Exercise details
Everything from the line that contains "Indicate every instance of the underwater" through the final line of the records should be written out exactly, and nothing outside that span.
=== Begin Enclosure ===
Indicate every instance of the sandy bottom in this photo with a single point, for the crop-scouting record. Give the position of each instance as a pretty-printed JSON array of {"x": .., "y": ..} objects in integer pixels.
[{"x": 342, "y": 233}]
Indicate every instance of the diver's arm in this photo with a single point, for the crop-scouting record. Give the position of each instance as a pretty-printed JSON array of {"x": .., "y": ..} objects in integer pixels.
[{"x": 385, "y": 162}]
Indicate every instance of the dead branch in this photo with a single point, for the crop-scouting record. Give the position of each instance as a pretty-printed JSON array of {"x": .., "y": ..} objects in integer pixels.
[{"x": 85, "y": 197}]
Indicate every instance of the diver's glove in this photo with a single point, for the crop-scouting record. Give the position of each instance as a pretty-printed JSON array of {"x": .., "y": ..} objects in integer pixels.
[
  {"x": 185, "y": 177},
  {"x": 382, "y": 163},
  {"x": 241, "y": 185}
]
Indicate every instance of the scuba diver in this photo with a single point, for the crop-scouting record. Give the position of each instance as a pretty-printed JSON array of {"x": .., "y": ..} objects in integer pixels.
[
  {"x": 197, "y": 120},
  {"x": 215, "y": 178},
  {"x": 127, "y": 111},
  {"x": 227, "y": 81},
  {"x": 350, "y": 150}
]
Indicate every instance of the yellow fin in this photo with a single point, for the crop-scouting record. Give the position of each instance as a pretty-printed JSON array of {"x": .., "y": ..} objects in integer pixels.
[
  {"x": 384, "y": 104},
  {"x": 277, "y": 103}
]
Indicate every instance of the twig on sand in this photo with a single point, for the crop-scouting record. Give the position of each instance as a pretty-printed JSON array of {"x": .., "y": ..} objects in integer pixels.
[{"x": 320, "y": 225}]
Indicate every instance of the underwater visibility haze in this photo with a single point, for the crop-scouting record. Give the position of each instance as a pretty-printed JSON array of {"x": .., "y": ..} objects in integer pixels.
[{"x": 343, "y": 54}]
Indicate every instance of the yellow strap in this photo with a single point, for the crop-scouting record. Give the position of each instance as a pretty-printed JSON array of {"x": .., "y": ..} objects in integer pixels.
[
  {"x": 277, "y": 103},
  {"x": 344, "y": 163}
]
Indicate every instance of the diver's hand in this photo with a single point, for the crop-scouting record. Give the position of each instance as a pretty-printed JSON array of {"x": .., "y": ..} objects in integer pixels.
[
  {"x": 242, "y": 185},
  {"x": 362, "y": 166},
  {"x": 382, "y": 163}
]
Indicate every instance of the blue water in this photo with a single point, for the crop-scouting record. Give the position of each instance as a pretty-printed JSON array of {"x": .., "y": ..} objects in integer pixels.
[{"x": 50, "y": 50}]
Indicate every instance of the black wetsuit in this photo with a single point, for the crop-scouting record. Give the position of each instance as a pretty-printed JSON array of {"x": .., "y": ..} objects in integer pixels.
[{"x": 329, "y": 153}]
=== End Enclosure ===
Solution to the problem
Indicate every instance of the underwater visibility haze in this photo with a single point, for the crop-scouting record. Give the position of each instance as a pretty-printed JSON array of {"x": .., "y": ..} objects in integer pixels.
[{"x": 343, "y": 54}]
Indicate every instance of the yellow strap in this photo with a single point, for the crop-scouting record. Give the position of each instance as a pretty-printed JSON array of {"x": .., "y": ..} objects in integer pixels.
[
  {"x": 277, "y": 103},
  {"x": 344, "y": 163}
]
Indicate every instance of the diver's hand in this photo with a single point, for the crop-scouting record. Give the position of each instance as a pretty-printed JSON array of {"x": .., "y": ..} objects in integer pixels.
[
  {"x": 242, "y": 185},
  {"x": 362, "y": 166},
  {"x": 382, "y": 163}
]
Indicate every instance of the blue water in this photo with a single point, for the crop-scouting record. Give the position of each instance as a pretty-printed JSON array of {"x": .., "y": ..} objects in integer pixels.
[{"x": 50, "y": 50}]
Indicate every instance of the black wetsuit in this photo with a single point, for the crop-scouting record. Give the position of each instance as a pretty-printed JSON array of {"x": .., "y": ..} objects in integer pixels.
[{"x": 329, "y": 153}]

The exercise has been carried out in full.